*** SELECTED EXTRACT

13. I wish to state that the respondents did not supply the court with that authority. I had to do my own research and I am not sure whether the authority cited above is exactly the one the respondnets relied on in their submissions. I say this because, contrary to their submissions, the court in that authority relied on the holding by Nyamu J (as then was) and that holding was in discussion of persons standing in an action for judicial review. The court in that holding was of the view that courts in entertaining judicial review should resist being straight jacketed and should permit a person who wants to challenge illegality, unreasonableness, arbitrariness, irrationality and abuse of hearing.
14. To the above, I would add that the petitioner seeks vindication of what he terms as violation of his constitutional right and violation of his right under the Fair Administrative Action Act No. 4 of 2015.

******
*** DATA EXTRACT

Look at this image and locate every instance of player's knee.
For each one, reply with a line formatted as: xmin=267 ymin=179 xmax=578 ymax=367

******

*GOALS*
#1 Answer these questions from the ruling excerpt:
(a) Who did not supply the court with the authority?
(b) Whose holding did the court in that authority rely on?
(c) Under which Act does the petitioner say his right was violated?
#2 Give a passage of the ruling excerpt word for word, starting with "14. To the above, I" and going on through "No. 4 of 2015.".

*ANSWERS IN ORDER*
#1
(a) The respondents.
(b) Nyamu J (as then was).
(c) The Fair Administrative Action Act No. 4 of 2015.

#2
14. To the above, I would add that the petitioner seeks vindication of what he terms as violation of his constitutional right and violation of his right under the Fair Administrative Action Act No. 4 of 2015.